### Task set
1 - Do statements (a), (b) and (c) agree with the profile of Giscard d'Estaing? (a) He lowered the age of majority from 21 to 18. (b) He won re-election in 1981. (c) Charles de Gaulle made him finance minister when he was 40. Answer each with yes or no and quote the deciding words from the profile.
2 - How would the profile of Giscard d'Estaing go on? Continue it after its last sentence.

### Document extract
**********
The president and the garbage men

When he took office in 1974, Giscard d’Estaing began as the model of a modern French president, a conservative with liberal views on social issues.

Abortion and divorce by mutual consent were legalised under his term, and he reduced the age of majority from 21 to 18.

He played his accordion in working-class neighbourhoods. One Christmas morning, he invited four passing garbage men to breakfast at the presidential palace.

He lost his re-election bid in 1981 to Socialist Francois Mitterrand.

Born in 1926 in Koblenz, Germany, where his father was a financial director of the post-World War I French occupation administration, he grew up with a pan-European view. After joining the French Resistance during World War II, he next saw Germany as a tank commander in the French military in 1944.

In 1952, he married Anne-AymoneIt de Brantes, the daughter of a count and heiress to a steel fortune. They had four children: Valerie-Anne, Louis, Henri and Jacinte.

Young Giscard d’Estaing studied at the prestigious Polytechnical Institute and then the elite National School of Administration. He attended a summer school at Oxford University when still a student, but told the Oxford Union in 2016 that it consisted of ‘playing tennis’.

President Charles de Gaulle named him finance minister at the age of 36.

The Princess and the President

After his defeat in the 1981 presidential election, he temporarily retired from politics.
**********
Data records:
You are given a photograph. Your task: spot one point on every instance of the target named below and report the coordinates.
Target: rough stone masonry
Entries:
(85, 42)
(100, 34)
**********
### Answers below
1 -
(a) Yes: "he reduced the age of majority from 21 to 18."
(b) No: "He lost his re-election bid in 1981 to Socialist Francois Mitterrand."
(c) No: "President Charles de Gaulle named him finance minister at the age of 36."

2 -
He then found a second calling in the European Union. He worked on writing a European Constitution which was formally presented in 2004, but rejected by French and Dutch voters. However, it paved the way for the adoption of the Treaty on European Union in 2007.

At age 83, he published a romance novel called “The Princess and the President,” which he said was based on Princess Diana, with whom he said he discussed writing a love story.

Asked about the nature of their relationship, he said only: “Let us not exaggerate. I knew her a bit in a climate of a confidential relationship. She needed to communicate.”

Earlier this year, a German journalist accused Giscard of repeatedly grabbing her during an interview, and filed a sexual assault complaint with Paris prosecutors. Giscard’s French lawyer said the 94-year-old former president “retains no memory” of the incident.

‘Today we mourn a great European’

Former French President Francois Hollande paid tribute to “a statesman who had chosen to open up to the world and was thinking that Europe was a condition for France to be greater.”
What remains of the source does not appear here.